Region labeling rows

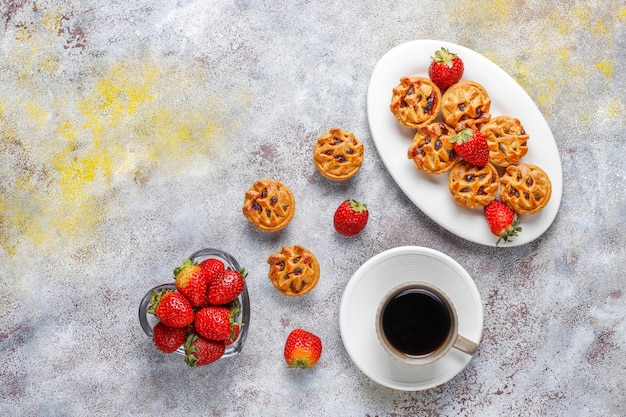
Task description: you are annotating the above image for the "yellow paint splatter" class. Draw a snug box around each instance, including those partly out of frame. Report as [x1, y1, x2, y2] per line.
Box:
[595, 59, 613, 79]
[0, 14, 239, 255]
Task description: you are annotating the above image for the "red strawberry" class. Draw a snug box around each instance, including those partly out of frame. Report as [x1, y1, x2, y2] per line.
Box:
[207, 269, 246, 305]
[284, 329, 322, 368]
[333, 198, 369, 236]
[199, 258, 225, 282]
[194, 306, 241, 340]
[174, 259, 208, 307]
[450, 127, 489, 167]
[484, 200, 522, 246]
[152, 322, 187, 353]
[148, 290, 194, 328]
[428, 48, 464, 92]
[224, 326, 241, 346]
[185, 333, 226, 367]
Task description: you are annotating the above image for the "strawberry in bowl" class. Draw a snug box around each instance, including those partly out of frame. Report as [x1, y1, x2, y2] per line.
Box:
[139, 249, 250, 367]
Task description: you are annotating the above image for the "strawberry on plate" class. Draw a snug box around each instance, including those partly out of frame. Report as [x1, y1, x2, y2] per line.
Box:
[450, 127, 489, 167]
[284, 329, 322, 369]
[174, 259, 208, 307]
[428, 47, 464, 92]
[333, 198, 369, 236]
[152, 322, 187, 353]
[148, 290, 194, 328]
[484, 200, 522, 246]
[207, 268, 247, 305]
[184, 333, 226, 368]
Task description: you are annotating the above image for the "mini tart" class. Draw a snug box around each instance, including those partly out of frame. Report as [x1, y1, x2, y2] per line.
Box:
[480, 116, 528, 167]
[389, 77, 441, 129]
[441, 80, 491, 132]
[407, 123, 459, 174]
[267, 245, 320, 297]
[242, 179, 296, 232]
[500, 164, 552, 214]
[448, 160, 498, 209]
[313, 128, 364, 180]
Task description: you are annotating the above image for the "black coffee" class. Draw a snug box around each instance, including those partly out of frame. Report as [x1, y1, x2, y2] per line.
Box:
[382, 288, 452, 356]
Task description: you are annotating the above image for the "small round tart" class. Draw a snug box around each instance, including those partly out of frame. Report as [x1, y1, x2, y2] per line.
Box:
[389, 77, 441, 129]
[448, 160, 498, 209]
[441, 80, 491, 132]
[313, 128, 364, 180]
[407, 123, 459, 174]
[267, 245, 320, 297]
[242, 179, 296, 232]
[480, 116, 528, 167]
[500, 164, 552, 214]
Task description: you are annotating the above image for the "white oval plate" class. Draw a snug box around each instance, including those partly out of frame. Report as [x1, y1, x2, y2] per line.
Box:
[339, 246, 483, 391]
[367, 40, 563, 247]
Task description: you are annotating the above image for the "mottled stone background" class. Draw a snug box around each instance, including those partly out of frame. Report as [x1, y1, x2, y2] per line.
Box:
[0, 0, 626, 417]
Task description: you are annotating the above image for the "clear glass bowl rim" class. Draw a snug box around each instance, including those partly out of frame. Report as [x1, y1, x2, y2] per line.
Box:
[139, 248, 250, 359]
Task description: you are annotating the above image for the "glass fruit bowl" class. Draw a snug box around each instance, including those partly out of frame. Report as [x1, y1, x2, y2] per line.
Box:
[139, 248, 250, 358]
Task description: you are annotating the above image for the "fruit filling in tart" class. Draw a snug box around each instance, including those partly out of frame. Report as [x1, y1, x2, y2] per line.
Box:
[389, 77, 441, 129]
[313, 128, 364, 180]
[500, 164, 552, 214]
[407, 123, 458, 174]
[480, 116, 529, 167]
[441, 80, 491, 131]
[448, 160, 498, 209]
[267, 245, 320, 296]
[242, 179, 296, 232]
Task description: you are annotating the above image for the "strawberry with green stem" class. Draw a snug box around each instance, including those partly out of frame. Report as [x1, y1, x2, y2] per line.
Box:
[333, 198, 369, 236]
[174, 259, 208, 307]
[450, 127, 489, 167]
[283, 329, 322, 369]
[194, 306, 242, 341]
[428, 47, 465, 92]
[184, 333, 226, 368]
[207, 268, 247, 305]
[148, 290, 194, 328]
[483, 200, 522, 246]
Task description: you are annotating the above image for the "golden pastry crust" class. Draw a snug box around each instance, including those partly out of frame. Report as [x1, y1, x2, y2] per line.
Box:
[500, 164, 552, 214]
[313, 128, 364, 181]
[407, 123, 459, 174]
[267, 245, 320, 297]
[242, 179, 296, 232]
[441, 80, 491, 128]
[480, 116, 529, 167]
[389, 77, 441, 129]
[448, 160, 498, 209]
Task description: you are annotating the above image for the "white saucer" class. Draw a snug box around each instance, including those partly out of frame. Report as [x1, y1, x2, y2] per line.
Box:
[339, 246, 483, 391]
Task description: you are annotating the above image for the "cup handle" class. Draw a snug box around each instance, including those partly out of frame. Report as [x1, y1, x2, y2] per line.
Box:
[454, 334, 478, 355]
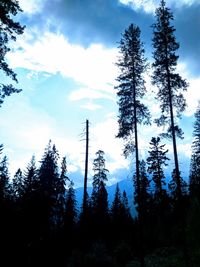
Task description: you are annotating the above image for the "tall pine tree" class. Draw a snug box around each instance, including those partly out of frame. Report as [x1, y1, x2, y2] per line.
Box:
[147, 137, 169, 200]
[152, 0, 188, 197]
[115, 24, 150, 266]
[189, 102, 200, 195]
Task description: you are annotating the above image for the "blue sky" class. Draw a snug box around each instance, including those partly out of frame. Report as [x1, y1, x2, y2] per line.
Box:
[0, 0, 200, 186]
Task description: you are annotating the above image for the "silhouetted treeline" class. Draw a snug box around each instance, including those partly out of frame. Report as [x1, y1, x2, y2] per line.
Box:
[0, 139, 200, 267]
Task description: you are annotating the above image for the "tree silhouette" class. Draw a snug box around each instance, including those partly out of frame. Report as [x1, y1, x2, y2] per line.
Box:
[115, 24, 150, 266]
[147, 137, 169, 200]
[91, 150, 108, 241]
[189, 102, 200, 195]
[152, 0, 188, 196]
[0, 0, 25, 107]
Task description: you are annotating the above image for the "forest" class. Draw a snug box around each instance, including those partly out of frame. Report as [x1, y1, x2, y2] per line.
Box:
[0, 0, 200, 267]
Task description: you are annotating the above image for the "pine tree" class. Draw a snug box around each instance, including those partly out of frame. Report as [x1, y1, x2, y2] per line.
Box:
[55, 157, 69, 227]
[91, 150, 109, 239]
[147, 137, 169, 200]
[0, 156, 11, 203]
[0, 0, 25, 107]
[12, 168, 24, 200]
[189, 102, 200, 195]
[23, 156, 38, 198]
[152, 0, 188, 197]
[65, 181, 77, 231]
[38, 140, 59, 232]
[115, 24, 150, 266]
[111, 183, 122, 222]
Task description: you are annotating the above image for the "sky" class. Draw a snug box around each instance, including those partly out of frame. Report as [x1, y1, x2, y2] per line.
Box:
[0, 0, 200, 187]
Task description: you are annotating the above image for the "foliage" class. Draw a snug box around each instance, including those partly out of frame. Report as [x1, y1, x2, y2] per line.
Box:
[0, 0, 25, 107]
[115, 24, 150, 155]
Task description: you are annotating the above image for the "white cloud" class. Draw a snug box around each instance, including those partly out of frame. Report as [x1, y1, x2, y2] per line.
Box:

Stated problem: Scale the rows from the start up to and including the line with "[382, 288, 452, 356]". Rewrite every line in that range, including the requests, but multiply each box coordinate in the answers by 1.4 and round to whole numbers, with halves rounded up. Keep the requests and their format samples unchanged, and leave the pictures out.

Reply:
Task description: you are annotating the above image for the "yellow paint splatter" class. Draw a snug box around each instance, including those partly out of frame. Report as [x1, y1, x2, y2] per line.
Box:
[833, 83, 858, 111]
[0, 20, 335, 357]
Task description: you are annotating the above image for the "red strawberry" class. Draw a snug box around each instance, including those partly out of frame. Report as [x1, y1, x2, y2] per line.
Box:
[290, 377, 344, 427]
[398, 461, 451, 515]
[466, 277, 517, 330]
[279, 361, 315, 395]
[272, 428, 337, 476]
[244, 363, 291, 430]
[630, 178, 685, 234]
[678, 280, 731, 344]
[213, 451, 262, 494]
[207, 406, 272, 459]
[599, 67, 650, 129]
[314, 456, 337, 484]
[259, 466, 316, 514]
Task description: you are annotating the above image for the "strawberry in bowl" class. Draw a snug box around each instance, including those partly out of frame. Report as [x1, y1, x2, y2] per line.
Box:
[195, 349, 350, 514]
Task description: you are annotating the above image for the "strawberry on plate" class. Draw a snug box around each instance, including those partly out of frame. Report as [x1, y1, x2, y2] per line.
Box:
[630, 178, 685, 234]
[398, 461, 451, 517]
[244, 363, 291, 430]
[599, 66, 650, 129]
[466, 277, 517, 330]
[213, 451, 262, 494]
[207, 406, 272, 459]
[678, 280, 731, 344]
[290, 375, 346, 427]
[258, 466, 316, 515]
Task description: you are annotating the above image for the "mini tart" class. Draw a snug box around each instance, including those partly out of frame. Report as [x1, y1, x2, y2] per line.
Box:
[672, 162, 739, 234]
[545, 108, 617, 181]
[617, 112, 687, 185]
[570, 172, 643, 244]
[374, 343, 448, 416]
[339, 251, 414, 325]
[700, 230, 773, 300]
[627, 224, 697, 293]
[438, 179, 510, 252]
Task description: you are annotating the above image for the "black coffee" class. Draw a snug box around each instance, including those partly out of frame. Report as [x1, y1, x2, y2] per line.
Box:
[535, 403, 633, 498]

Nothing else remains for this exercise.